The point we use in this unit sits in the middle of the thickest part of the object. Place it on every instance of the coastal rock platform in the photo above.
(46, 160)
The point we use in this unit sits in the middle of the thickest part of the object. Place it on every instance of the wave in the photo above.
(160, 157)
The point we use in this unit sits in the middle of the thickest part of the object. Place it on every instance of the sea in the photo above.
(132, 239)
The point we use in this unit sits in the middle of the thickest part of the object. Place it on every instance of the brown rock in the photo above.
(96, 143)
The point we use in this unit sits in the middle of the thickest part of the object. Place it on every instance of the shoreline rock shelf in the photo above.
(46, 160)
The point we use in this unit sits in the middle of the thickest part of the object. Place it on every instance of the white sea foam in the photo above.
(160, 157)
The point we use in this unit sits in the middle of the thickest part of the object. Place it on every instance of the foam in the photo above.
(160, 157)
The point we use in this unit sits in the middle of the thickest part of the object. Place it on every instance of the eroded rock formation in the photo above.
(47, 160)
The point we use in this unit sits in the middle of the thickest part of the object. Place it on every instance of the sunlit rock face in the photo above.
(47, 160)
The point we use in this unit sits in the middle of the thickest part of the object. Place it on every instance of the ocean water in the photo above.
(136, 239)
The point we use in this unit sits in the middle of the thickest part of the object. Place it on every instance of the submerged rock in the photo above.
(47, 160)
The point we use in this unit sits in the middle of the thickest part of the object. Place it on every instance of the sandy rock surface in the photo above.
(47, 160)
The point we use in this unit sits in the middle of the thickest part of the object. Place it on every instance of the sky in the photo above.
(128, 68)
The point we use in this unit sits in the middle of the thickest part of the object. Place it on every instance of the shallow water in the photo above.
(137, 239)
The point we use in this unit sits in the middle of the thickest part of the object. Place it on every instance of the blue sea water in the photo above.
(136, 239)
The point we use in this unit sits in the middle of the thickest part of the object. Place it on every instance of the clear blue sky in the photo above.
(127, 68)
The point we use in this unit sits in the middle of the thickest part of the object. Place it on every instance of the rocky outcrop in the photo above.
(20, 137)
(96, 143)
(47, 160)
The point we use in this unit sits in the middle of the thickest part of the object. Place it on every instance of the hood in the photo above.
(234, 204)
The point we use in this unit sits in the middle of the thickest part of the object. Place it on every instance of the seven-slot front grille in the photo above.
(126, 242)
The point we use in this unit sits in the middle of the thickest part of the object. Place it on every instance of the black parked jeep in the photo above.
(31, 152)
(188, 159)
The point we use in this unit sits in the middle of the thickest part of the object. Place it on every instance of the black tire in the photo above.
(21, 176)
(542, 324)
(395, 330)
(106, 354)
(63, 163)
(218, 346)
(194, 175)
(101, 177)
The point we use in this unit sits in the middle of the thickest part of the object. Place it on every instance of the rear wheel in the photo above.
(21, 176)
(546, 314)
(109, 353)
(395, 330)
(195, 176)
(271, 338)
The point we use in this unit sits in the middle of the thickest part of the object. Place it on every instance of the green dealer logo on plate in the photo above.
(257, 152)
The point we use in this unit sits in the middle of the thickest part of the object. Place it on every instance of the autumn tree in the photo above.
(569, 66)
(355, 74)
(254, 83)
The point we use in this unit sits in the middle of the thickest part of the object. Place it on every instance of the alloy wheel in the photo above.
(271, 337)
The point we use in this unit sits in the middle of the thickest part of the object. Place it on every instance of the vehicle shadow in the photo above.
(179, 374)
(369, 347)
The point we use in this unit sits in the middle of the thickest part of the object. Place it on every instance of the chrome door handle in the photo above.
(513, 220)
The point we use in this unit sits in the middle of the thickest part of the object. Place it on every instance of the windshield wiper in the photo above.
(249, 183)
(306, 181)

> **JOB**
Repeat exactly the lines starting at the line with "tree in the photo above." and ending with the final line of the entries. Include nothing else.

> **CORRECT RESPONSE**
The point we use in this unit sits in the middle of the thickest part of the object. Place it on every instance of the autumn tree in the photo above.
(569, 66)
(355, 74)
(254, 83)
The point we use in this unit sits in the middle of the thickest part of the object. Place it on every instance of the alloy wheel in the photo above.
(271, 337)
The point we use in this unit sits in the middle of the thickest part of the object. Place it on every instance of the vehicle shadow in the photo above.
(179, 374)
(369, 347)
The point we use in this unit sits in the middle of the thickest part of the object. Place it on every instance of the chrome door handle in the photo above.
(513, 220)
The point we use in this unit sits in the middle of the thickest part of the object. Place it on every instance of the windshield wiper in the photo above.
(249, 183)
(306, 181)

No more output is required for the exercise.